| 抜粋資料 |
-------

ベランダから「かぁ〜、かぁ〜」とカラスの鳴き声が聞こえてきました。
辺りを見渡すと電柱の上で1匹のカラスが鳴いていました。この辺りでカラスの鳴き声が聞こえるのは珍しいこと。
ここにもカラスはいるんだと思い眺めていましたが、無意識に「いいくとぅ、ガラーシ」と唱えていました。
「いいくとぅ、ガラーシ」とは「良いこと、カラス」という沖縄の方言。
カラスが鳴くと近くで不幸があるという迷信があり、不幸が起きないようにと願いを込めて鳴いているのは「良いことだよ」と唱えているのです。
今帰仁でカラスの鳴き声が聞こえるのは日常茶飯事。
それでもカラスが鳴くと祖母は「いいくとぅ、ガラーシ」と唱えていました。
久しぶりに鳴き声を聞き、とっさに唱えてしまいました。
よ〜く考えてみるとカラスにとっては迷惑な話ですよね。
カラスは不吉な鳥のイメージがある為に、不幸が起こるという迷信が作られたのでしょうね。
鳥に不吉も吉兆もなく、鳥は鳥です。
昔、カラスは神様に近い鳥として崇められ、神様の使いや縁起物と言われていました。

-------

| 提供情報 |
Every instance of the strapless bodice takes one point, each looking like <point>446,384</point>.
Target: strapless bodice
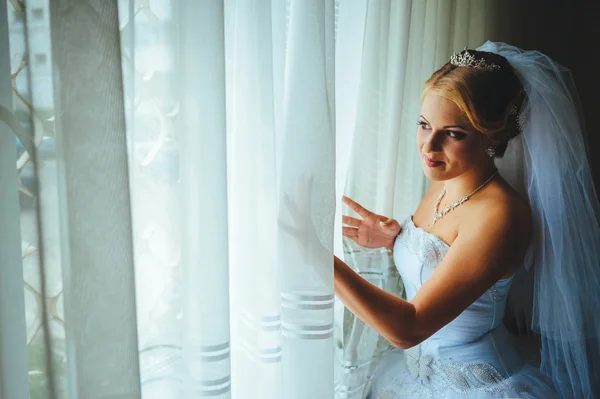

-------

| 出題 1 |
カラスについての文章の内容と、次の(a)〜(c)は合っていますか。それぞれ「はい」か「いいえ」で答え、判断の決め手となる文章中の言葉を一字一句変えずに引用してください。
(a) 筆者が住む辺りでは、カラスの鳴き声をよく耳にする。
(b) 「いいくとぅ、ガラーシ」は、「良いこと、カラス」という意味の沖縄の方言である。
(c) 昔、カラスは神様の使いや縁起物と言われていた。
| 出題 2 |
カラスについての文章のうち、「辺りを見渡すと電柱の上で1匹」から「迷信が作られたのでしょうね。」までを、「迷信が作られたのでしょうね。」も含めて一字一句変えずに抜き出してください。
解答の根拠には、カラスについての文章だけを用いること。

| 模範解答 1 |
(a) いいえ：「この辺りでカラスの鳴き声が聞こえるのは珍しいこと。」
(b) はい：「「いいくとぅ、ガラーシ」とは「良いこと、カラス」という沖縄の方言。」
(c) はい：「昔、カラスは神様に近い鳥として崇められ、神様の使いや縁起物と言われていました。」

| 模範解答 2 |
辺りを見渡すと電柱の上で1匹のカラスが鳴いていました。この辺りでカラスの鳴き声が聞こえるのは珍しいこと。
ここにもカラスはいるんだと思い眺めていましたが、無意識に「いいくとぅ、ガラーシ」と唱えていました。
「いいくとぅ、ガラーシ」とは「良いこと、カラス」という沖縄の方言。
カラスが鳴くと近くで不幸があるという迷信があり、不幸が起きないようにと願いを込めて鳴いているのは「良いことだよ」と唱えているのです。
今帰仁でカラスの鳴き声が聞こえるのは日常茶飯事。
それでもカラスが鳴くと祖母は「いいくとぅ、ガラーシ」と唱えていました。
久しぶりに鳴き声を聞き、とっさに唱えてしまいました。
よ〜く考えてみるとカラスにとっては迷惑な話ですよね。
カラスは不吉な鳥のイメージがある為に、不幸が起こるという迷信が作られたのでしょうね。